The complete listing should be transcribed precisely.
*** Exercise data ***
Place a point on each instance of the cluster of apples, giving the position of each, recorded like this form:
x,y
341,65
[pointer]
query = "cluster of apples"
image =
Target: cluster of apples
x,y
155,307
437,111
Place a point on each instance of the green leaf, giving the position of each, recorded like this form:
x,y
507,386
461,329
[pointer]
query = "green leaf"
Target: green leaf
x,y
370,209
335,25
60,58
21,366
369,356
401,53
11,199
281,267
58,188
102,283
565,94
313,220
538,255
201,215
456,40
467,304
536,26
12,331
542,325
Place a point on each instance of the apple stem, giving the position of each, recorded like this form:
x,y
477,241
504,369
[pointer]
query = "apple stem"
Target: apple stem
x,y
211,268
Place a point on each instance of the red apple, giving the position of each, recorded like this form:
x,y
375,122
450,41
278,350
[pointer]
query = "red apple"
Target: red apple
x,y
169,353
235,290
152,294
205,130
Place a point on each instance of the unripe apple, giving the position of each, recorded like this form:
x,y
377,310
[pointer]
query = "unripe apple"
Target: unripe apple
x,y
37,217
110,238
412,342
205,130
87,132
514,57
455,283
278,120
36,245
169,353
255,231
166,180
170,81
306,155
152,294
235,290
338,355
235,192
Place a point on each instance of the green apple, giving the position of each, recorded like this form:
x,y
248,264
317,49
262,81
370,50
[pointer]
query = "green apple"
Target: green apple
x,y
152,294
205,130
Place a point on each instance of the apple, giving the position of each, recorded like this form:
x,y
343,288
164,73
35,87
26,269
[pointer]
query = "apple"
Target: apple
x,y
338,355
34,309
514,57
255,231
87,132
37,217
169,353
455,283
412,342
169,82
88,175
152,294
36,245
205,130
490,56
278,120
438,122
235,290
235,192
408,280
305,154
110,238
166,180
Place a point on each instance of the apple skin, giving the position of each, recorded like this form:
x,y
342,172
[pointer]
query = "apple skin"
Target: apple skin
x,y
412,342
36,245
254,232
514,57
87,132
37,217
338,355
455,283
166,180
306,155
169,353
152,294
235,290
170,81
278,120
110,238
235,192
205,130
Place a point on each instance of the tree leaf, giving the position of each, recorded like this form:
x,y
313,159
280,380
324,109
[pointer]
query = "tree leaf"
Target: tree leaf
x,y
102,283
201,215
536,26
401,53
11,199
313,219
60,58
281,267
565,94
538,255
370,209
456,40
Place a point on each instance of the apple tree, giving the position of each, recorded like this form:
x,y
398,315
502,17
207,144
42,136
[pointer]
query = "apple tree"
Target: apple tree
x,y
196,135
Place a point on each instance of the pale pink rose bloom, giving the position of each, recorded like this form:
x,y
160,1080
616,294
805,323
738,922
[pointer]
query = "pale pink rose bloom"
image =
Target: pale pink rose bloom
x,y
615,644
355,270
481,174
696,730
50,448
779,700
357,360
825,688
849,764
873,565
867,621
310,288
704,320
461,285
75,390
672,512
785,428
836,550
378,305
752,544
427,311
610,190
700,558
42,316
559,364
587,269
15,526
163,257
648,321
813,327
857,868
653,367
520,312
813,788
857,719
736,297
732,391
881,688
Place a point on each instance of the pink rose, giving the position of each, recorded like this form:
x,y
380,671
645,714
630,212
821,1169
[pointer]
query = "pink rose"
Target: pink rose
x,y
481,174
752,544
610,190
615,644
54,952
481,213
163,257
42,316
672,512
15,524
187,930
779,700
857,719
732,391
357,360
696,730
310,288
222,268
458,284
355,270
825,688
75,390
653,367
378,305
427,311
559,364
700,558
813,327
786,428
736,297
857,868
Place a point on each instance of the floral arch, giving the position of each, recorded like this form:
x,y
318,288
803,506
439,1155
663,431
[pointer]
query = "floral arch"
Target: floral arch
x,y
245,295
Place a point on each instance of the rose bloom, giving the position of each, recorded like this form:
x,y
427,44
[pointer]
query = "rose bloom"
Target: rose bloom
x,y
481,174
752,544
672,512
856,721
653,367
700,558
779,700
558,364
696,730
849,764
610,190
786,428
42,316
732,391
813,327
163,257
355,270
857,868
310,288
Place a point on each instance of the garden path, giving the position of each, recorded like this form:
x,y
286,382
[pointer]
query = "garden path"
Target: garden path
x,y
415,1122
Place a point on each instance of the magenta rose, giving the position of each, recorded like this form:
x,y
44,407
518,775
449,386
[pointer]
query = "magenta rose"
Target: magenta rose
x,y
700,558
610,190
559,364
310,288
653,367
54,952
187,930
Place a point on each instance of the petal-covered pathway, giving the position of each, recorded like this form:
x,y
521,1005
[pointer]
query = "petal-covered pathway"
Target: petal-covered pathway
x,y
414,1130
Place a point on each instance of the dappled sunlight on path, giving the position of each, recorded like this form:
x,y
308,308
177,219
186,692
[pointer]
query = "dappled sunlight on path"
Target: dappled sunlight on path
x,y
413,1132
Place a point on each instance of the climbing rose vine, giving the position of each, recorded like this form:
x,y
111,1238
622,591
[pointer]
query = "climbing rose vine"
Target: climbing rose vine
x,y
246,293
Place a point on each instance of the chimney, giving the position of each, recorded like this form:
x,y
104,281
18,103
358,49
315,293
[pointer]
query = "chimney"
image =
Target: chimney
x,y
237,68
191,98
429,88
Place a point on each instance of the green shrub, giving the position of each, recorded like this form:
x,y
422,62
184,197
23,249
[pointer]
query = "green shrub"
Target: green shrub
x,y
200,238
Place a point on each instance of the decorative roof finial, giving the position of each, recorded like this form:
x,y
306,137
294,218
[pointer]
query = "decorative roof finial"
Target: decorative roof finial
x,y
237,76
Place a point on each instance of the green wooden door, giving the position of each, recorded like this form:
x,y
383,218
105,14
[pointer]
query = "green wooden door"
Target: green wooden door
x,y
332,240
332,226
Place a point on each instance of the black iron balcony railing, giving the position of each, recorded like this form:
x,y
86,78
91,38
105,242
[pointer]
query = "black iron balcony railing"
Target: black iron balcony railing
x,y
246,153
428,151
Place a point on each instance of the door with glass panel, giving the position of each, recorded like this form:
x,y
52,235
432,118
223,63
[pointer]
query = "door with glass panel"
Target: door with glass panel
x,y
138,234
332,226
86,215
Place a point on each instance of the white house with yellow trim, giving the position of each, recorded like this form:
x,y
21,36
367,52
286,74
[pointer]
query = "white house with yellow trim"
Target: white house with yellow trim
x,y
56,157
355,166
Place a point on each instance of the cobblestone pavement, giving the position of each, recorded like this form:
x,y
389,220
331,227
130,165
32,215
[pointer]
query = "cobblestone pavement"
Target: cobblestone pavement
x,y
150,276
***
# Reply to the exercise
Place a point on each instance of the cluster of apples, giving the position of each, recorded like this form:
x,y
341,65
[pointer]
query = "cluster of apples"
image =
Target: cluster of apples
x,y
155,307
437,111
Place a point on each instance of the green leaf, giving the position of each, recorded like this form:
x,y
507,386
461,329
[pointer]
query = "green leaf"
Target: green leaf
x,y
370,209
335,25
60,58
21,366
369,356
401,53
11,199
281,267
58,188
102,283
565,94
313,220
538,255
201,215
456,40
467,304
536,26
12,331
542,325
Place a point on each instance of the apple stem, giving the position of each, recorded like this form:
x,y
477,241
504,369
[pointer]
query = "apple stem"
Target: apple stem
x,y
211,268
Place a point on each instance of the red apple, giving the position of each, recorded like this form:
x,y
375,122
450,41
278,350
[pointer]
query = "red apple"
Target: red apple
x,y
169,353
235,290
152,294
205,130
Place a point on each instance of the unripe apple, giving the position of each, recorded like this form:
x,y
377,310
[pointer]
query = "unripe apple"
Target: unripe apple
x,y
37,217
110,238
412,342
205,130
87,132
514,57
455,283
278,120
36,245
169,353
255,231
166,180
170,81
306,155
152,294
235,290
338,355
235,192
Place a point on each instance of the green apple, giving the position of each, recorded like this form:
x,y
248,264
317,49
262,81
370,50
[pointer]
query = "green apple"
Target: green apple
x,y
152,294
205,130
Place a point on each instance of the apple, giving the position of each, recorded like this form:
x,y
343,288
164,73
35,87
26,269
[pointer]
query = "apple"
Target: apple
x,y
338,355
34,309
514,57
255,231
87,132
37,217
169,353
455,283
412,342
169,82
88,175
152,294
36,245
205,130
490,56
278,120
438,122
235,290
235,192
408,280
305,154
110,238
166,180
Place a point on each instance of the apple skin, giving the position of each, recorded like this form:
x,y
342,172
[pointer]
query = "apple skin"
Target: apple skin
x,y
412,342
36,245
254,232
514,57
87,132
37,217
338,355
455,283
166,180
306,155
169,353
152,294
235,290
170,81
278,120
110,238
235,192
205,130
Place a point on each instance of the tree leaf, giving the position of each, recorded like this form:
x,y
313,159
280,380
324,109
[pointer]
query = "tree leaf"
Target: tree leaf
x,y
102,283
201,215
536,26
401,53
11,199
313,219
60,58
281,267
565,94
538,255
370,209
456,40
Place a point on each instance of the apple tree, giving the position of each, recorded like this form:
x,y
398,315
502,17
207,144
42,136
[pointer]
query = "apple tree"
Target: apple tree
x,y
196,135
Place a point on each instance of the pale pink rose bloom, giving the position of each, recorded like this form:
x,y
160,1080
616,294
805,323
738,922
[pointer]
query = "pale pink rose bloom"
image =
Target: pale pink rose bloom
x,y
615,644
355,270
481,174
696,730
50,448
779,700
357,360
825,688
849,764
873,565
867,621
310,288
704,320
461,285
75,390
672,512
785,428
836,550
378,305
752,544
427,311
610,190
700,558
42,316
559,364
587,269
15,526
163,257
648,321
813,327
857,868
653,367
520,312
813,788
857,719
736,297
732,391
881,688
Place a point on each instance of the pink rose, giving the position of each, recorded like this form:
x,y
380,671
645,714
630,212
821,1169
[pointer]
query = "pink rose"
Target: pink rose
x,y
481,174
752,544
610,190
615,644
54,952
481,213
163,257
42,316
672,512
15,524
187,930
779,700
857,719
732,391
357,360
696,730
310,288
222,268
458,284
355,270
825,688
75,390
653,367
378,305
427,311
559,364
700,558
813,327
786,428
736,297
857,868
Place a point on each instance of the floral arch, giving the position of each, recorded like this form:
x,y
318,288
803,506
439,1155
663,431
[pointer]
query = "floral arch"
Target: floral arch
x,y
245,295
Place a point on each instance of the rose bloom, giving the position of each, recorded like this form:
x,y
427,44
[pointer]
query = "rose bloom"
Target: rose bloom
x,y
481,174
752,544
672,512
856,721
653,367
700,558
779,700
558,364
696,730
849,764
610,190
786,428
42,316
732,391
813,327
163,257
355,270
857,868
310,288
Place a point on each instance of the garden path, giving the position of each, recorded like this form:
x,y
286,382
[pointer]
query = "garden path"
Target: garden path
x,y
415,1122
Place a point on each instance of the magenta rose, giving the position of each, recorded like this form:
x,y
44,407
518,775
449,386
[pointer]
query = "magenta rose"
Target: magenta rose
x,y
700,558
610,190
559,364
310,288
653,367
54,952
187,930
Place a point on each instance of the petal-covered pathway, giving the position of each, recorded like this form:
x,y
521,1005
[pointer]
query = "petal-covered pathway"
Target: petal-covered pathway
x,y
414,1130
Place a point on each instance of the dappled sunlight on path, giving the position of each, recorded like this form:
x,y
308,308
177,219
186,692
[pointer]
query = "dappled sunlight on path"
Target: dappled sunlight on path
x,y
413,1132
Place a point on each instance of the climbing rose vine, giving the position of each, recorded like this form:
x,y
111,1238
622,591
[pointer]
query = "climbing rose vine"
Target: climbing rose vine
x,y
246,293
Place a point on each instance of the chimney, giving the position of each, recorded like this form:
x,y
104,281
18,103
358,49
315,293
[pointer]
query = "chimney"
image =
Target: chimney
x,y
237,68
191,98
429,88
Place a point on each instance of the green shrub, giving the position of each, recorded like this form:
x,y
422,62
184,197
23,249
[pointer]
query = "green shrub"
Target: green shrub
x,y
200,238
Place a point on each instance of the decorative roof finial, giving the position of each, recorded like this form:
x,y
306,137
294,218
[pointer]
query = "decorative roof finial"
Target: decorative roof finial
x,y
237,76
Place a point on each instance of the green wooden door, giving the position of each, recorded like this form:
x,y
383,218
105,14
[pointer]
query = "green wooden door"
Target: green wooden door
x,y
332,240
332,226
Place a point on each instance of the black iron balcony railing, giving the position of each, recorded like this form:
x,y
86,78
91,38
105,242
[pointer]
query = "black iron balcony railing"
Target: black iron balcony railing
x,y
246,153
428,151
Place a point on each instance of the door with glass panel, giving the position of each, recorded like this form:
x,y
52,235
432,118
223,63
[pointer]
query = "door with glass panel"
Target: door with glass panel
x,y
138,234
332,226
86,215
Place a point on each instance of the white house with yellow trim, giving the position of each, recorded like this form:
x,y
21,36
367,52
286,74
[pointer]
query = "white house with yellow trim"
Target: white house with yellow trim
x,y
56,157
355,166
Place a point on each instance of the cobblestone pavement, giving the position of each, recorded like this form:
x,y
389,220
331,227
130,165
32,215
[pointer]
query = "cobblestone pavement"
Target: cobblestone pavement
x,y
150,276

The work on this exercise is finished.